DATA TO USE section start

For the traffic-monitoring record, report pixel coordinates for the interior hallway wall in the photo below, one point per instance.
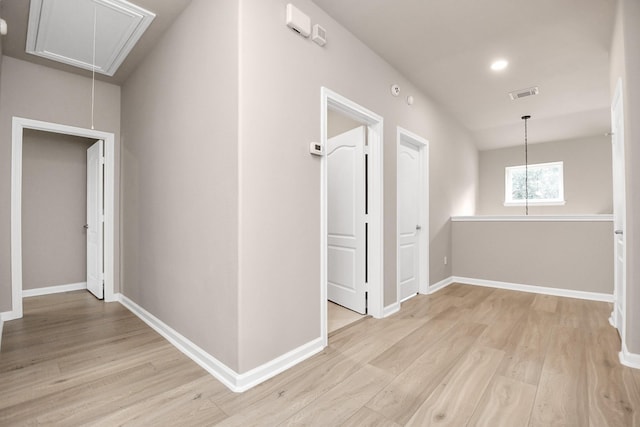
(625, 64)
(180, 169)
(281, 77)
(54, 209)
(35, 92)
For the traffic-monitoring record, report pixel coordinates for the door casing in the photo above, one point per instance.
(374, 122)
(405, 136)
(618, 316)
(18, 126)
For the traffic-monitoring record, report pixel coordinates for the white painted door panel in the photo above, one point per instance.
(409, 226)
(95, 223)
(346, 249)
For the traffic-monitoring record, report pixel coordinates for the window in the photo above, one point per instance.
(545, 184)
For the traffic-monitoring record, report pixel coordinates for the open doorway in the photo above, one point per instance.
(20, 126)
(352, 262)
(54, 207)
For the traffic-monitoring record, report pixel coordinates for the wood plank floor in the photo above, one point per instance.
(465, 356)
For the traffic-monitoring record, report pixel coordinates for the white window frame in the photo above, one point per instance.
(508, 191)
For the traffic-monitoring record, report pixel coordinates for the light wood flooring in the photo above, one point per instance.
(465, 356)
(338, 317)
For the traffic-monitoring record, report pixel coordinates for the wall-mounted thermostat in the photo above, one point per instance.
(316, 148)
(319, 35)
(298, 21)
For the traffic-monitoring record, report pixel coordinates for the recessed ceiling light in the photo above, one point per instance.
(499, 64)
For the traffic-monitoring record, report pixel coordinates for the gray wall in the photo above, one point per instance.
(587, 176)
(338, 123)
(54, 209)
(625, 64)
(40, 93)
(574, 255)
(281, 76)
(180, 169)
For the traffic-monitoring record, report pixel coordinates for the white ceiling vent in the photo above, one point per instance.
(63, 31)
(523, 93)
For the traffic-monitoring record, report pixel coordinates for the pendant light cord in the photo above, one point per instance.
(526, 167)
(93, 66)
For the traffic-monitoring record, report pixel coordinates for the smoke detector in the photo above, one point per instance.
(523, 93)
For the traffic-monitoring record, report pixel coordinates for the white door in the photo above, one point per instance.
(409, 218)
(95, 219)
(617, 139)
(346, 250)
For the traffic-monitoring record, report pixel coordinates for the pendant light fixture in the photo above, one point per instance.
(526, 167)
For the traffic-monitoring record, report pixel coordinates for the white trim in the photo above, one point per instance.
(534, 218)
(8, 315)
(57, 289)
(439, 285)
(627, 358)
(570, 293)
(423, 147)
(535, 202)
(234, 381)
(508, 185)
(393, 308)
(374, 122)
(18, 126)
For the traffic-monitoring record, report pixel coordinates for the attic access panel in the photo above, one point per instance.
(63, 31)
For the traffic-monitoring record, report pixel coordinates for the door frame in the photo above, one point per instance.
(19, 124)
(403, 135)
(618, 315)
(374, 122)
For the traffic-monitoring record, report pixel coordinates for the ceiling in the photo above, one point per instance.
(446, 47)
(16, 13)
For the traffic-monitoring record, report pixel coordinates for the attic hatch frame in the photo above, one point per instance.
(47, 41)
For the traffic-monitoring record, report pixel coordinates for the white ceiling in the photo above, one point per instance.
(446, 47)
(16, 13)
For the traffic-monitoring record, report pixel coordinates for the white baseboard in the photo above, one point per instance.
(54, 289)
(234, 381)
(8, 315)
(440, 285)
(570, 293)
(629, 359)
(391, 309)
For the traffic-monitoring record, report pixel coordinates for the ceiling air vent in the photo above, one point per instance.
(523, 93)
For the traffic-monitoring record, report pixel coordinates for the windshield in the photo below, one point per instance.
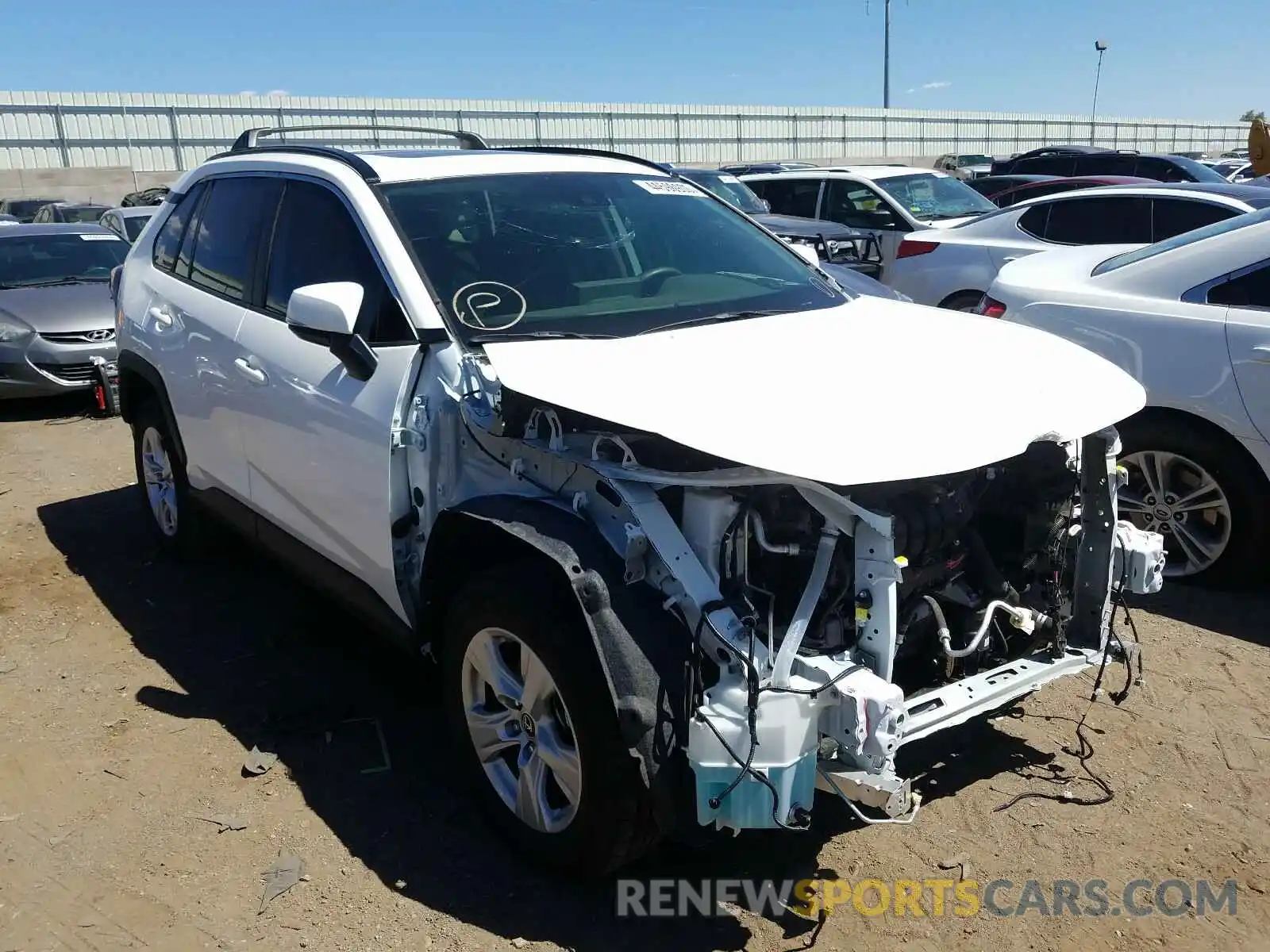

DATA TO USE section end

- _TASK OBJECTIVE_:
Please output all of the entries above exactly, but without any picture.

- _ANSWER BOX_:
For the traffic-monitoring record, report pixel coordinates for the interior hallway wall in the photo below, one point per instance.
(625, 64)
(180, 169)
(281, 77)
(54, 209)
(35, 92)
For the traffic-monitoring record, report pixel coordinates for the door casing in the photo above, one point per instance.
(374, 122)
(405, 136)
(618, 316)
(18, 126)
For the traffic-monitoring record, report pixel coordinates for the white painted door panel in the photo above, one point per instance.
(409, 226)
(95, 223)
(346, 249)
For the traffic-monitoring record, report pixel coordinates for the window in the photo above, one point per instance.
(545, 184)
For the traffic-monitoring record, report pixel coordinates for the open doorway in the photo above, one point per instance.
(20, 126)
(352, 262)
(54, 207)
For the traffic-monitoring record, report pixel coordinates for the wood plank floor in the photo above, one point per instance.
(465, 356)
For the traffic-monitoring record, report pixel coordinates for the white window frame in the photo above, one point per instance.
(508, 191)
For the traffic-monitoring record, report pixel coordinates for the light wood flooring in the photo above, one point per instance.
(465, 356)
(338, 317)
For the traffic-monitoring record, report pixel coordinates for the wall-mounted thermostat in the photo above, one point per instance.
(316, 148)
(319, 35)
(298, 21)
For the traffic-monitoring record, report pixel coordinates for the recessed ceiling light in the photo above, one point per instance.
(499, 64)
For the traffic-monitoring record, report pixel coordinates for the gray wall in the photo above, one point per instance.
(587, 176)
(338, 123)
(54, 209)
(625, 64)
(40, 93)
(574, 255)
(281, 76)
(180, 169)
For the traffic-monitoring record, report pixel coordinates for the white ceiling vent in the photo above, one point per instance.
(63, 31)
(523, 93)
For the traffic-monitoring record, report pixel coordinates for the pendant light cord in the photo above, one point per instance.
(526, 167)
(93, 66)
For the traffic-monitoring record, report pixel coordinates for the smoke detector in the photo above, one point per instance.
(523, 93)
For the traffic-monitoring record, report pixel coordinates for the white door in the photo above, one point per instance.
(409, 218)
(95, 219)
(617, 139)
(346, 250)
For the traffic-monitoring record, report pixel coordinates for the pendant light fixture in the photo above, one point per instance.
(526, 167)
For the traffic-monitoring record, report pixel coordinates for the white trim in the photo above, one point per instance.
(534, 218)
(8, 315)
(57, 289)
(439, 285)
(627, 358)
(570, 293)
(423, 147)
(535, 202)
(234, 381)
(508, 185)
(393, 308)
(374, 122)
(18, 126)
For the traffic-monitoring record, report pixel coordinates for the attic access panel in the photo above, one point per instance.
(63, 31)
For the traffic-monitoring record, report pixel coordinates for the door frame in the photo above, one point per instance.
(19, 124)
(403, 135)
(618, 315)
(374, 122)
For the traffic-monitoring record, report pixel coordinates for the ceiling in the photo above, one point per instance.
(446, 47)
(16, 13)
For the traffic-monitoring record, report pixel coordinates for the attic hatch frame in the photo above, one point per instance.
(47, 41)
For the traffic-monitoring record, report pixel coordinates for the white ceiling in the photo above, one point per instance.
(446, 47)
(16, 13)
For the traffic-monitoring record, report pixel coordinates for the white baseboard in the photo above, one point per instance.
(54, 289)
(234, 381)
(8, 315)
(440, 285)
(570, 293)
(629, 359)
(391, 309)
For the traffic-monitoring record, report pixel coordinates for the ceiling air vent in the photo above, one point per instance.
(523, 93)
For the traffic-monitoring record, report pixel coordinates for the windshield in the photo below, one point per instance.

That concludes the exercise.